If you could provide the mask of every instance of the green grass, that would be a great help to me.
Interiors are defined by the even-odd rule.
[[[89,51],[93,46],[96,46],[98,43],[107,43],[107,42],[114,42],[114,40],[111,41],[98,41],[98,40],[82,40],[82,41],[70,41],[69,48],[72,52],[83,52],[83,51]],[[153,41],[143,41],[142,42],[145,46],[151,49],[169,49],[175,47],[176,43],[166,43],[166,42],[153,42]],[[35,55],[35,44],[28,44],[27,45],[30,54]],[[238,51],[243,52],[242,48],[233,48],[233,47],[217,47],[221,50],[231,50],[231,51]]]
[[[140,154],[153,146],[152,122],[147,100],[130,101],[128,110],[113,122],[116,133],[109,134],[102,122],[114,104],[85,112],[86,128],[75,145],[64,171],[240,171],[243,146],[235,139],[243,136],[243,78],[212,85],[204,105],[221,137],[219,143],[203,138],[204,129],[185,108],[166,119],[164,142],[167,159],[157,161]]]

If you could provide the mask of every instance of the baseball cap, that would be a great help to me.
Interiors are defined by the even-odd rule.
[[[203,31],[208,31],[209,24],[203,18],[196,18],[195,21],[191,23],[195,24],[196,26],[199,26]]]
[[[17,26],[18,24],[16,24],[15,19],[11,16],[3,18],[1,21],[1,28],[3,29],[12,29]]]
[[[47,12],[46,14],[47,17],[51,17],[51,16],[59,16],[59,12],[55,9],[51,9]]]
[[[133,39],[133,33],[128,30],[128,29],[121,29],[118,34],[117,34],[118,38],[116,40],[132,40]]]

────

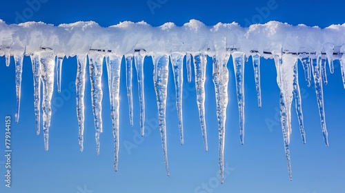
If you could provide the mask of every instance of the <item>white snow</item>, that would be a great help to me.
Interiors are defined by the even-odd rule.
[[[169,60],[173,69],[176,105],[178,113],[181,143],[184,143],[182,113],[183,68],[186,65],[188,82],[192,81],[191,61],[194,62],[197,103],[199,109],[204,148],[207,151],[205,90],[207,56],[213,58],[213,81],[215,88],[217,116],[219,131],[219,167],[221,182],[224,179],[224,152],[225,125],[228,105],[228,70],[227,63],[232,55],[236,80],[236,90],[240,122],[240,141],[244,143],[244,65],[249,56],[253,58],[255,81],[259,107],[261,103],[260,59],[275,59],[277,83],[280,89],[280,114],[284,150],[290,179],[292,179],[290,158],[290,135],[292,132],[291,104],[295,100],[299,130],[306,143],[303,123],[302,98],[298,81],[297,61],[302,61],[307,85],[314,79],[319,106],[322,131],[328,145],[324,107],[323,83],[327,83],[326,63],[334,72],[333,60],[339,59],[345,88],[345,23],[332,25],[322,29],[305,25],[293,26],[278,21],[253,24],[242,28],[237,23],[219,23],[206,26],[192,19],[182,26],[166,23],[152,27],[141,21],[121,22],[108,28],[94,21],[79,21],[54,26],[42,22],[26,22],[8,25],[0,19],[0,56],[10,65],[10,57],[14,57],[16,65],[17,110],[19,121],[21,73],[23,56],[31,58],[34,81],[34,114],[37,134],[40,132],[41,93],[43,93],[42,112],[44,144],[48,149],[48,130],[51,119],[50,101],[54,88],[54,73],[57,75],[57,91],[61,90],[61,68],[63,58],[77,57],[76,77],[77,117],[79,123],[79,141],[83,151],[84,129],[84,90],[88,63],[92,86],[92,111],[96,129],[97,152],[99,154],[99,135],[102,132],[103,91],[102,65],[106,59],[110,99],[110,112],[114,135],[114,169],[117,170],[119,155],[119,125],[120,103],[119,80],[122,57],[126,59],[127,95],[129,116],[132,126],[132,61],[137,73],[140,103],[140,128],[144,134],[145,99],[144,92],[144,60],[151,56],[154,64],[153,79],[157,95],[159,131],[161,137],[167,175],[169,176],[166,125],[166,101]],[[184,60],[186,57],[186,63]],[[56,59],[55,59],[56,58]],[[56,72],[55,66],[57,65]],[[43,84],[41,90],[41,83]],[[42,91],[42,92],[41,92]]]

────

• **Given request**
Please count the lines in the records above that contain the word "could" and reply with only the number.

• **Response**
3